* [Dataset entries]
- Opening Delimiter -
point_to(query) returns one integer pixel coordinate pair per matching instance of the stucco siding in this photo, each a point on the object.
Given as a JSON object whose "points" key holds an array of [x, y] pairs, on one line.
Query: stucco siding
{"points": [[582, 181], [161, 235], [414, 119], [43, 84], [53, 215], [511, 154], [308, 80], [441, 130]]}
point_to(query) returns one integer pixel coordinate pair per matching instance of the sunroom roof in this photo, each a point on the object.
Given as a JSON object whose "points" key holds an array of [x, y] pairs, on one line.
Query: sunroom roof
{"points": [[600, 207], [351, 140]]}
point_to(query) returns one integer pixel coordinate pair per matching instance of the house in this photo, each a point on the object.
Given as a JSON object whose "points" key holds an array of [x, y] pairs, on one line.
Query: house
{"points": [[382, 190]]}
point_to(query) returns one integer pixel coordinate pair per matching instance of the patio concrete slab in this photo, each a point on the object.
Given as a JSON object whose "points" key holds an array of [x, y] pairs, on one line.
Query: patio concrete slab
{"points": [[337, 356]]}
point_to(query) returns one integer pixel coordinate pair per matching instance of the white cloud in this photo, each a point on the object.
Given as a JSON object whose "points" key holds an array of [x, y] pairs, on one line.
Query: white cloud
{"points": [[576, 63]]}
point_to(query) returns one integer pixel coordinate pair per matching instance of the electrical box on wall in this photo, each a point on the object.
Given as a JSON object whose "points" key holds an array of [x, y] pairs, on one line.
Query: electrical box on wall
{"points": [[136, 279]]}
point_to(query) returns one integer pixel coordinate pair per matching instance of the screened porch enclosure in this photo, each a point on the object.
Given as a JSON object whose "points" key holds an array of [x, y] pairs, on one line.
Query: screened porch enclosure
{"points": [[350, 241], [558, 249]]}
- Closing Delimiter -
* [Work request] Each record shown above must be printed once more, exactly.

* [Exercise answer]
point_to(query) returns one integer pixel coordinate pair per matching instance of the stucco siding in this photo, each a point on the object.
Given as a JSON object whose "points" key holds an array of [x, y] pairs, on one line.
Query: stucco siding
{"points": [[582, 181], [161, 235], [414, 119], [43, 84], [53, 215], [511, 154], [308, 80], [441, 130]]}
point_to(query) returns one integer pixel coordinate pair per matching instance of the sunroom roof in this photo, each a point on the object.
Given as a JSON object whose "points" key holds an array of [x, y] pairs, on one line.
Query: sunroom roof
{"points": [[600, 207], [351, 140]]}
point_to(query) returns one integer pixel coordinate pair per matching instance of the house in this photo, each a point on the object.
Given as a JSON object whose "points" key holds an array of [x, y] pairs, on one line.
Query: house
{"points": [[382, 190]]}
point_to(query) returns one integer pixel coordinate pair per matching instance of the patio concrete slab in this photo, each a point on the object.
Given as a JSON object whose "points" key holds an array of [x, y] pairs, on one line.
Query: patio concrete slab
{"points": [[337, 356]]}
point_to(query) returns one integer pixel coordinate pair per matching instance of the white cloud in this photo, each a point on the object.
Given as a JSON object whose "points" key holds an array of [x, y] pairs, on one line.
Query: white cloud
{"points": [[576, 63]]}
point_to(query) returns one integer pixel coordinate pair per matching instance of the electrical box on wall in this photo, each a point on the object.
Given as a JSON object whose "points" key holds an array of [x, y] pairs, on one line.
Query: electrical box on wall
{"points": [[136, 279]]}
point_to(query) returns one integer pixel coordinate pair per matching instance of the screened porch enclosure in this photo, each a point on the object.
Given as a JSON object whose "points" key holds an array of [x, y] pairs, on one line.
Query: screened porch enclosure
{"points": [[350, 241], [558, 249]]}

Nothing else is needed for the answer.